#### Task details:
Everything from the line that contains "spot, shaped like this sample" through the last line of the listing must be copied exactly, with both of those lines included and no others.

[Entries from a dataset]
____

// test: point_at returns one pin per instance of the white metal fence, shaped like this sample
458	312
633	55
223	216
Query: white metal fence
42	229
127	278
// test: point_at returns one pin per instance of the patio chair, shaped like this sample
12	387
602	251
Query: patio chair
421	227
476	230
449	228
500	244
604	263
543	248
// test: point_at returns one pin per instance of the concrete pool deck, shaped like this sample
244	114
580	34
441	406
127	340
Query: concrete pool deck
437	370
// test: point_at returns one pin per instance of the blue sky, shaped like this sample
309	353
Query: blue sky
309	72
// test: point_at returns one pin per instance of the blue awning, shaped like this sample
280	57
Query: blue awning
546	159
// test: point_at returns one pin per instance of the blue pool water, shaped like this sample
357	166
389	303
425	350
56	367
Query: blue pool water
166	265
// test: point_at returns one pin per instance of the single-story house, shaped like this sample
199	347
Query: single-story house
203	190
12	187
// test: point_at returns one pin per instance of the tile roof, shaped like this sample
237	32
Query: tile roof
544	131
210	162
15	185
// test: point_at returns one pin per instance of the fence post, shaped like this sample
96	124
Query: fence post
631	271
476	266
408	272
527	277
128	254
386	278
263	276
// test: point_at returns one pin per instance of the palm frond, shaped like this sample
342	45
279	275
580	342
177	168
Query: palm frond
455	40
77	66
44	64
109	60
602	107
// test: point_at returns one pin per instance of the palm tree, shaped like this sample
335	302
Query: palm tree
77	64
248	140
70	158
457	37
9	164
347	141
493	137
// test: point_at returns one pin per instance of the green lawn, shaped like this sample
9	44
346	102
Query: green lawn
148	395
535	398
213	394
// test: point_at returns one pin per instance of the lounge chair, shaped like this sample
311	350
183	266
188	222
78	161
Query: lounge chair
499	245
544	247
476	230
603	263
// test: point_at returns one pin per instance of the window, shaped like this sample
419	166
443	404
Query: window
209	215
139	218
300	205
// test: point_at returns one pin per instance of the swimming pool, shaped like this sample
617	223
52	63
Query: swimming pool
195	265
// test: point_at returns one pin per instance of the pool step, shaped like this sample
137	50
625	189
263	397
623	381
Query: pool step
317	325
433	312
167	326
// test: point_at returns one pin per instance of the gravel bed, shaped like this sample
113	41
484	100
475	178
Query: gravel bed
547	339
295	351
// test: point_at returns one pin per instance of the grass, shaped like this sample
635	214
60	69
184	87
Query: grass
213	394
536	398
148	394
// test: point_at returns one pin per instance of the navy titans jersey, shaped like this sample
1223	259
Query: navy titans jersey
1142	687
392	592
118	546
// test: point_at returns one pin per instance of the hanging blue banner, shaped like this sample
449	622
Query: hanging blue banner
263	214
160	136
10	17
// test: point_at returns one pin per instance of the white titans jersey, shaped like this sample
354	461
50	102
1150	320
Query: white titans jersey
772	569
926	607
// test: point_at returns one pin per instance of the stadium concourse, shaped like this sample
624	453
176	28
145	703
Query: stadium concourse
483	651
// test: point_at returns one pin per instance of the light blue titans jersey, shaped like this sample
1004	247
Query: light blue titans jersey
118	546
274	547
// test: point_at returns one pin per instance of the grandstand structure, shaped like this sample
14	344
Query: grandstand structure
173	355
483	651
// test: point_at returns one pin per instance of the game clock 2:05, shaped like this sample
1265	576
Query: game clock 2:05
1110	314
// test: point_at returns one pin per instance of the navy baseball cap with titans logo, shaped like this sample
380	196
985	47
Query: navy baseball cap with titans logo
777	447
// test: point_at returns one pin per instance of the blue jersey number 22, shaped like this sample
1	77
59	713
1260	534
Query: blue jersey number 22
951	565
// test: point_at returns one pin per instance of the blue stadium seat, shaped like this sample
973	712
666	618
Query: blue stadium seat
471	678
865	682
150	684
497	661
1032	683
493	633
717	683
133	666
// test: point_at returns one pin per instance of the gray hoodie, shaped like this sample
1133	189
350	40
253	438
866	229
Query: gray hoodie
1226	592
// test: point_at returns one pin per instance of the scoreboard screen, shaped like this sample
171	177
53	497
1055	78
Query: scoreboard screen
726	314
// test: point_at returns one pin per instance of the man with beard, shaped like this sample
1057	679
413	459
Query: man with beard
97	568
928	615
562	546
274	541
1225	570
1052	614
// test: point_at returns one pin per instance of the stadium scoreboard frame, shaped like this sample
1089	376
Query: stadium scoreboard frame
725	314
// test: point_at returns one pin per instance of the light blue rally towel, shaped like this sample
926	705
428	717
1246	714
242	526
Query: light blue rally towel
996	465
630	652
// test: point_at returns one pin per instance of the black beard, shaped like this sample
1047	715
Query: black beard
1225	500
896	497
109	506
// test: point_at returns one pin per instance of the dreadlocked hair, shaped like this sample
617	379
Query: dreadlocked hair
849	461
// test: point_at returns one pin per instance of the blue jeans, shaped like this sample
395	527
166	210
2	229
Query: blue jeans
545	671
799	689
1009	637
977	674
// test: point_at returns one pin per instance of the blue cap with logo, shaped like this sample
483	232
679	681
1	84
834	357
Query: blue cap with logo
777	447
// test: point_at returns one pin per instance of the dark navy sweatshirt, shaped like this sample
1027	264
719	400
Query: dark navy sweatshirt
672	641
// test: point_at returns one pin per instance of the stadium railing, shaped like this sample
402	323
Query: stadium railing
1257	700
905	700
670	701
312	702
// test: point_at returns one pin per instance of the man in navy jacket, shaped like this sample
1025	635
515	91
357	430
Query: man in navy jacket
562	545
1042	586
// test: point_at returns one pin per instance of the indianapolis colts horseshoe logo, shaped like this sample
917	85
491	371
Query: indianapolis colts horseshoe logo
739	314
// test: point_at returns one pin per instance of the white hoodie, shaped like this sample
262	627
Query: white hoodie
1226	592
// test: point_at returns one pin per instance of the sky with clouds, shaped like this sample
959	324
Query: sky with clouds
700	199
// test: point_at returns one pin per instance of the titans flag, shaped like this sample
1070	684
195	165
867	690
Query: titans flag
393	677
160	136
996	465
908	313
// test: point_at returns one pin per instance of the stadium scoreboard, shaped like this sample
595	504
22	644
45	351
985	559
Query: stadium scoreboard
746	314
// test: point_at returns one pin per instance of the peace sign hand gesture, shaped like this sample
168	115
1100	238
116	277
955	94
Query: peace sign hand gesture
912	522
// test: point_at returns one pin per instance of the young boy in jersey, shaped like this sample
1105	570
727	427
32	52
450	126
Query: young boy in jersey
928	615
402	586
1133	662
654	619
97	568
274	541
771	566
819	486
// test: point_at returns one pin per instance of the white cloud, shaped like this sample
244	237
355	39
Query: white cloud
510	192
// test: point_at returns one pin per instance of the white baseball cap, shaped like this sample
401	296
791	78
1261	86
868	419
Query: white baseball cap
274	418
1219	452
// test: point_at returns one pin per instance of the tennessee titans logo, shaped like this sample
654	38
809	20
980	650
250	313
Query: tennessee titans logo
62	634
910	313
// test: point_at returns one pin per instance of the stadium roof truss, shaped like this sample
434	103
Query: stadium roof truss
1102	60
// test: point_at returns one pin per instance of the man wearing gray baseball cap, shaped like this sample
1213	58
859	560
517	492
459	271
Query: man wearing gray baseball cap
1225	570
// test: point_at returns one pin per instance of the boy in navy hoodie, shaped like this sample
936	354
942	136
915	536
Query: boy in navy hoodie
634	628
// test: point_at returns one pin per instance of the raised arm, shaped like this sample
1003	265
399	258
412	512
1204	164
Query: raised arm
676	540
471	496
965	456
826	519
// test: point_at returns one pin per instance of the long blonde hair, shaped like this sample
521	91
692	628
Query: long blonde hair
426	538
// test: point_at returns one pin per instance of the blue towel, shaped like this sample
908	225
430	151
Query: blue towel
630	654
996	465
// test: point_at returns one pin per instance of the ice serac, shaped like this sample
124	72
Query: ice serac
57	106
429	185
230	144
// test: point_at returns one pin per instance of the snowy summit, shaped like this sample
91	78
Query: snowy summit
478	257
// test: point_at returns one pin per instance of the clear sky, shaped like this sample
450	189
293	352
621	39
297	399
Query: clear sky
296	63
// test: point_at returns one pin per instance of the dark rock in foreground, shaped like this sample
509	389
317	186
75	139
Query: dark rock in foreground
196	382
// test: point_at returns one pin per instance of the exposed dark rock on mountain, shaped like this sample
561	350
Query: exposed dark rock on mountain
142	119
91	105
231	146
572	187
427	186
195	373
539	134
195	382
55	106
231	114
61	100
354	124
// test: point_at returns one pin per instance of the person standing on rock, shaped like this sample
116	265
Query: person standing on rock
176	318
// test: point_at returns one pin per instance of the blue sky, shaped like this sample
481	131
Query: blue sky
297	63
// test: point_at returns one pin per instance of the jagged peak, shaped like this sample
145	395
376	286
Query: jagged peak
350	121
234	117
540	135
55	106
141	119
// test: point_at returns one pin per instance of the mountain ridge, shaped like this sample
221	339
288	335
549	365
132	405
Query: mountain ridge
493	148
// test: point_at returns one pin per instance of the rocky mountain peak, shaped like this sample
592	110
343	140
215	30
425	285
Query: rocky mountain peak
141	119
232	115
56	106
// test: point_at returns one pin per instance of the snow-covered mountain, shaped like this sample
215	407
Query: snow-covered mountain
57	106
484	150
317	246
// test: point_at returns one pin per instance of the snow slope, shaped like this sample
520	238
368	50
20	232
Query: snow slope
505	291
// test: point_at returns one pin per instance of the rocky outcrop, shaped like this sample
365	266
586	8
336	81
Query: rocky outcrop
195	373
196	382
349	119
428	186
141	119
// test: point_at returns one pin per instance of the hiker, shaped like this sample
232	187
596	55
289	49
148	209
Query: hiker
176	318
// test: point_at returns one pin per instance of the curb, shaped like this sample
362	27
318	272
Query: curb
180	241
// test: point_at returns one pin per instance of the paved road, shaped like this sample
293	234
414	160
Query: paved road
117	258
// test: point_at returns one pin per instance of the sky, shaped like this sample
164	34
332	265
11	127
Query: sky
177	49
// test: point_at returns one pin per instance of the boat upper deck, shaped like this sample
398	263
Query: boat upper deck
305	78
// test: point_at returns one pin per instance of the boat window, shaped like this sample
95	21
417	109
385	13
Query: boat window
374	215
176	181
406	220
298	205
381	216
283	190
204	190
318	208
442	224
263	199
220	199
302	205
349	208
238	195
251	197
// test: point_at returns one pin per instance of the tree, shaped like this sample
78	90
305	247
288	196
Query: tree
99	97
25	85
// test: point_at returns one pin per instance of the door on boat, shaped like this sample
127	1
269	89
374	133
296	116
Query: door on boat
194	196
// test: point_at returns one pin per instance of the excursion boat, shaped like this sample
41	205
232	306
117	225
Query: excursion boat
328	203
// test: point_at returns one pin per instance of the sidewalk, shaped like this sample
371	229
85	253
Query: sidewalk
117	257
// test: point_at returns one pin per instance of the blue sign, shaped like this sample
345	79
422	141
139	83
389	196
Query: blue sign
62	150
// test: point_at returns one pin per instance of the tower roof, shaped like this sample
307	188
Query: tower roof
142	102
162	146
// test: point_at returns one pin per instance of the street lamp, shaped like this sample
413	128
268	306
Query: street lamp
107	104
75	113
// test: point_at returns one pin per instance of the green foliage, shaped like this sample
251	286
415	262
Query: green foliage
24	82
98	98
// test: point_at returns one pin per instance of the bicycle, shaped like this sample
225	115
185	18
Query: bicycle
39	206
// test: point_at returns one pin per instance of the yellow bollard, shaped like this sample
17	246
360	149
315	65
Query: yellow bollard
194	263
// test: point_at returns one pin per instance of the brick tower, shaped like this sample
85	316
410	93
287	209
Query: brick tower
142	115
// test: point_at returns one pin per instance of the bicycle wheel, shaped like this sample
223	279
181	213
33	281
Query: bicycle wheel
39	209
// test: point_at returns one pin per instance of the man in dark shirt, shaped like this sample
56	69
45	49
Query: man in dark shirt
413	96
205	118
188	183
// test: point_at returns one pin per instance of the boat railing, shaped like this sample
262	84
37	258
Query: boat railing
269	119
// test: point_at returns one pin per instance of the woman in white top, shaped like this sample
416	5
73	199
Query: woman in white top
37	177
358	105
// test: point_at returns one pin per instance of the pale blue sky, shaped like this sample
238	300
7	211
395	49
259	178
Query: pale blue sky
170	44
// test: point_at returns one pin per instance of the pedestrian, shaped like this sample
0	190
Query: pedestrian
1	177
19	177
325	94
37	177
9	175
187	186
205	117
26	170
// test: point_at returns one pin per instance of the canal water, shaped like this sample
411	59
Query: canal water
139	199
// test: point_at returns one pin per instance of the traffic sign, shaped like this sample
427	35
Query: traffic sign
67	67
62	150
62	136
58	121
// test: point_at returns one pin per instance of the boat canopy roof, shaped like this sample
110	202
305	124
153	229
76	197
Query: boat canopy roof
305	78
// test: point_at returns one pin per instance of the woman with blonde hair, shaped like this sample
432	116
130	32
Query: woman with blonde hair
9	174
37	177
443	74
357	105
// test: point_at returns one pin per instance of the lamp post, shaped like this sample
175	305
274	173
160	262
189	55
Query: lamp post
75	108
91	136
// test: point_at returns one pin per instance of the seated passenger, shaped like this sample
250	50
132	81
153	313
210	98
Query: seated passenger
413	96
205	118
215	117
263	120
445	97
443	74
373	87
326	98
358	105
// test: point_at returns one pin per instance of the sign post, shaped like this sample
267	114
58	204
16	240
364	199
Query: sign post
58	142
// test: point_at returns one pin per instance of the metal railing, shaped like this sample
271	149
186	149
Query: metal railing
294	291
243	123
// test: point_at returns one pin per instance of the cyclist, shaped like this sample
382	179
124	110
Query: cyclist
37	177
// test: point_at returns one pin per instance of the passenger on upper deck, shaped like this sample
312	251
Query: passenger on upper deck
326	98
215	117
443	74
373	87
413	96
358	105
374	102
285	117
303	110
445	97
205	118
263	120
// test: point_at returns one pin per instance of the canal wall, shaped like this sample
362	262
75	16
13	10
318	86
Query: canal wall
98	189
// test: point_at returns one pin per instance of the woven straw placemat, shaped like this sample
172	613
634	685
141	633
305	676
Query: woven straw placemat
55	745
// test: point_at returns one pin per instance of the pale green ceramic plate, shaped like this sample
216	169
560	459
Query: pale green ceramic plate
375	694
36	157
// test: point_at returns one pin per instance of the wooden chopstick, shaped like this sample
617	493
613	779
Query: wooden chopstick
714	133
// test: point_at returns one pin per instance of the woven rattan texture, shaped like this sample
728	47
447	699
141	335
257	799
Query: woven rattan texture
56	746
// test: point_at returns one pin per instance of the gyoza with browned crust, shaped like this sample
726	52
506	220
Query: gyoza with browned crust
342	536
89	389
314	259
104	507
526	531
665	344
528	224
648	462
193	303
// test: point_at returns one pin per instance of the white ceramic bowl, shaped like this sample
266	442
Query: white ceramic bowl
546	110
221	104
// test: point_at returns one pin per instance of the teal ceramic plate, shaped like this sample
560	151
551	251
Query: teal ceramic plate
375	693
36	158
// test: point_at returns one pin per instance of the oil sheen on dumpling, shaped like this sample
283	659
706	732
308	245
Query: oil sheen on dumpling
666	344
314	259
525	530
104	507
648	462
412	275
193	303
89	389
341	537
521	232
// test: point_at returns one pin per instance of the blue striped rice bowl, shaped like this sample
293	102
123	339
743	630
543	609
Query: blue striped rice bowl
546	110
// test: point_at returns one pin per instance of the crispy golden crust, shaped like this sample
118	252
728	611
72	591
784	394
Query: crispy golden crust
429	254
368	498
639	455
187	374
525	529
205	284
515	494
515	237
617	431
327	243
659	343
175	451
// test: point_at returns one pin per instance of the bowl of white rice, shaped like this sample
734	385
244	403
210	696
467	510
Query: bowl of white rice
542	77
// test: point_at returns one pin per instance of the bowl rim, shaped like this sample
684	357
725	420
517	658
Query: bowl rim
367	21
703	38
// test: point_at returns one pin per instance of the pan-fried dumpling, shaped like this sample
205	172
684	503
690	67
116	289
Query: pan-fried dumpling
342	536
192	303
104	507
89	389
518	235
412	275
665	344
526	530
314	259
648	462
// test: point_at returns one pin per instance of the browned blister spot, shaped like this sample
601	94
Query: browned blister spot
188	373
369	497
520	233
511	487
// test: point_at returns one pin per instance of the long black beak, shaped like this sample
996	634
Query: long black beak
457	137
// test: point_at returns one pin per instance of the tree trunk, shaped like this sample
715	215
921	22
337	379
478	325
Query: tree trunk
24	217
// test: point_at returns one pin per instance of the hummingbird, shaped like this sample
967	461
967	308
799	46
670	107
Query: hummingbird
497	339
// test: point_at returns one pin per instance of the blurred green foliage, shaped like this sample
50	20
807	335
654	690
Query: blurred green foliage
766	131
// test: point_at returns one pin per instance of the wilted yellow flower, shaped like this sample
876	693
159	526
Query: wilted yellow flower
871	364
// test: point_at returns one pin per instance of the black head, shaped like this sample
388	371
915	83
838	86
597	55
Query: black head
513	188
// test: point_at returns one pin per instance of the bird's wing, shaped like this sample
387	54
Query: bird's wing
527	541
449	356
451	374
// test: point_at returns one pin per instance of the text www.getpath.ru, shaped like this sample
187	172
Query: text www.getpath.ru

____

#### Solution to this task:
// test: point_at returns one pin per instance of the browned blister spot, shaped like this sample
601	94
Query: browned blister spot
188	373
369	497
520	233
511	487
// test: point_at returns one pin per instance of the long black beak, shaped like this sample
996	634
Query: long black beak
457	137
// test: point_at returns one pin per instance of the tree trunk, shaped like this sample
715	215
921	22
337	379
478	325
Query: tree trunk
24	217
// test: point_at returns one pin per instance of the hummingbird, shaped like this sample
967	461
967	308
799	46
670	107
Query: hummingbird
497	339
// test: point_at returns one pin per instance of the blurred green foliage, shaped like this sample
50	20
807	335
654	690
Query: blurred green foliage
766	131
// test: point_at returns one pin per instance of the wilted yellow flower, shaped like this sample
876	693
159	526
Query: wilted yellow flower
871	364
// test: point_at returns one pin per instance of the black head, shaped like this sample
388	371
915	83
838	86
597	55
Query: black head
513	188
// test: point_at returns one pin per instance of the bird's wing, shaped like this sample
387	54
Query: bird's wing
527	541
449	356
451	374
// test: point_at returns one pin per instance of the text www.getpath.ru, shaped like this sample
187	172
Query: text www.getpath.ru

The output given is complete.